* Page text:
● ● ● ●

Largest Number Game - Start at 1!

[AndreasC]

Summary:: This is a thread about notating a larger number than the previous poster. That's it.

Well, there's a few more rules.
1) You don't have to actually write it down. You just have to appropriately describe it.
2) Your description must correspond to one and only one natural number.
3) You can only use established mathematical notation to describe the number and notation ONLY, no natural language (except for explaining what your notation means) and definitely no silly stuff like "the largest number anyone comes up with here +1".
4) You should prove that your number exists, is a natural number, and is larger than the previous one. For some really large numbers, it may be very difficult to figure out which is larger. You can just nominate your number and the rest of us will try to figure out if it really is bigger than the previous one.

If this thread ends up being long (and I hope it does) we could declare winners of the week, or winners of the month, or winners of the first x number of posts or something like that. A winner should be someone who provided a larger number that was larger IN AN INTERESTING WAY. Now that is pretty subjective, but some examples of numbers that weren't larger in an interesting way would be (previous number)+1 or (previous number)*10. Such entries are allowed but are better avoided. Another number which wouldn't be larger in a very interesting way (but would still be allowed) would be doing exactly what the precious poster did, but once more. For instance, if I post the number 10^10 and you post the number 10^10^10, that's not particularly interesting because it's just what I did, again. Nothing wrong with that, it's just not going to win a prize.

● ● ● ●

Items from a labeling set
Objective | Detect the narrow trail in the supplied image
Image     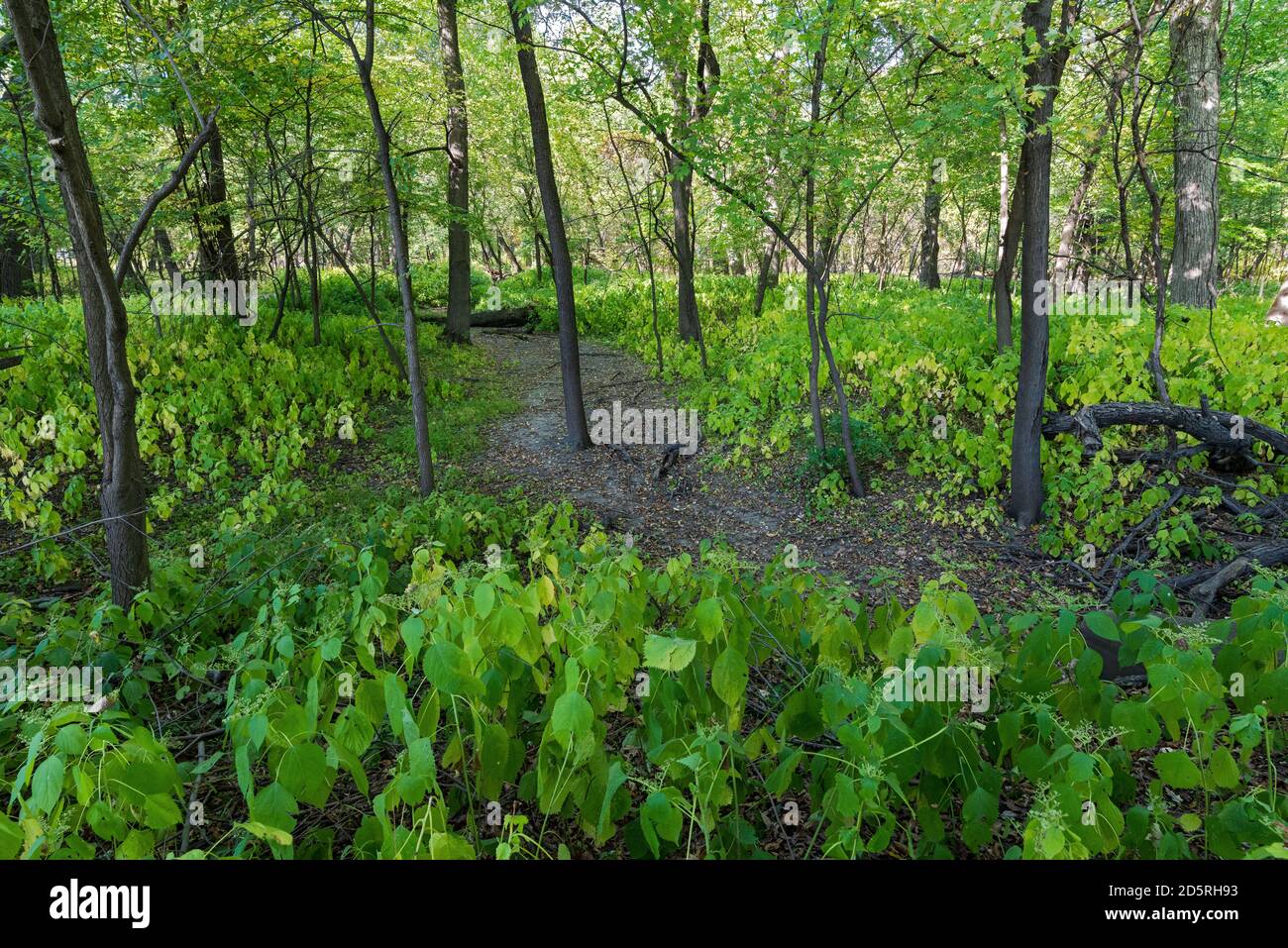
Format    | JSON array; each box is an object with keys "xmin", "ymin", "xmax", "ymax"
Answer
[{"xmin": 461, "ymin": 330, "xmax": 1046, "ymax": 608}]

● ● ● ●

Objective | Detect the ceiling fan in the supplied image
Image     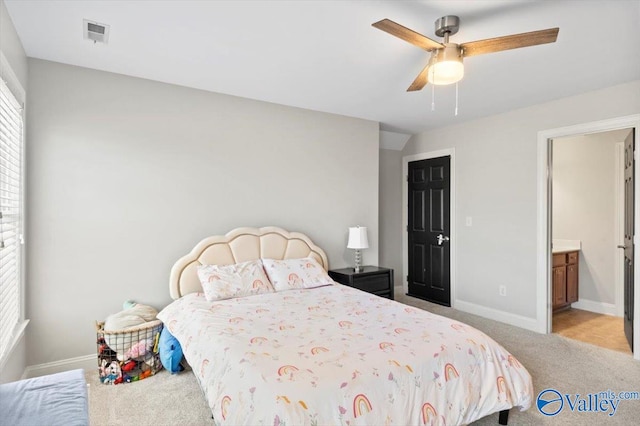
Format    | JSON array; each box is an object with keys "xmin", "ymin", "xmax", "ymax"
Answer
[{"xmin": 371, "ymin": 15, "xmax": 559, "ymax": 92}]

● ● ● ●

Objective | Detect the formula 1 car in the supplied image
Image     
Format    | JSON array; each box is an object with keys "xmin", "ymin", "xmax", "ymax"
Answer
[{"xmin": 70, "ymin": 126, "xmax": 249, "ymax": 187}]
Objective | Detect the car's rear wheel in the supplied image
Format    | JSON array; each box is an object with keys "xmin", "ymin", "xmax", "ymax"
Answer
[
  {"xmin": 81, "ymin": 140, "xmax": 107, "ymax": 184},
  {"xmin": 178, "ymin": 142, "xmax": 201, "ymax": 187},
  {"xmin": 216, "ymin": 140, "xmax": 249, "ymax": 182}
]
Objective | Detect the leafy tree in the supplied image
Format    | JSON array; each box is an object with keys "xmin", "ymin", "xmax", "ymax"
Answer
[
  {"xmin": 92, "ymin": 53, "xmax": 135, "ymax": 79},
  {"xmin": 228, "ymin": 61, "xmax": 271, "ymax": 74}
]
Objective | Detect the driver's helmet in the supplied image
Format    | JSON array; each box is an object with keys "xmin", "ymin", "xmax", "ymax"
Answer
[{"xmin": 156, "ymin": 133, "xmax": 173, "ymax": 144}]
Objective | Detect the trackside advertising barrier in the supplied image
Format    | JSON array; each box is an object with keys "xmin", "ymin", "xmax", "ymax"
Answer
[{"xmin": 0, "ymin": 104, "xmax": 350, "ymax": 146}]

● ● ● ●

* List of tasks:
**a.** Answer these questions about the number-game thread:
(i) Under rule 2, what must a description correspond to?
(ii) What three things should a poster prove about the number, according to rule 4?
(iii) Which two entries are given as examples of numbers that are not larger in an interesting way?
**b.** Display every line of the records that contains the word "Detect".

* Solved problems:
**a.**
(i) One and only one natural number.
(ii) That it exists, that it is a natural number, and that it is larger than the previous one.
(iii) (previous number)+1 and (previous number)*10.

**b.**
Objective | Detect the narrow trail in the supplied image
Objective | Detect the ceiling fan in the supplied image
Objective | Detect the formula 1 car in the supplied image
Objective | Detect the car's rear wheel in the supplied image
Objective | Detect the leafy tree in the supplied image
Objective | Detect the driver's helmet in the supplied image
Objective | Detect the trackside advertising barrier in the supplied image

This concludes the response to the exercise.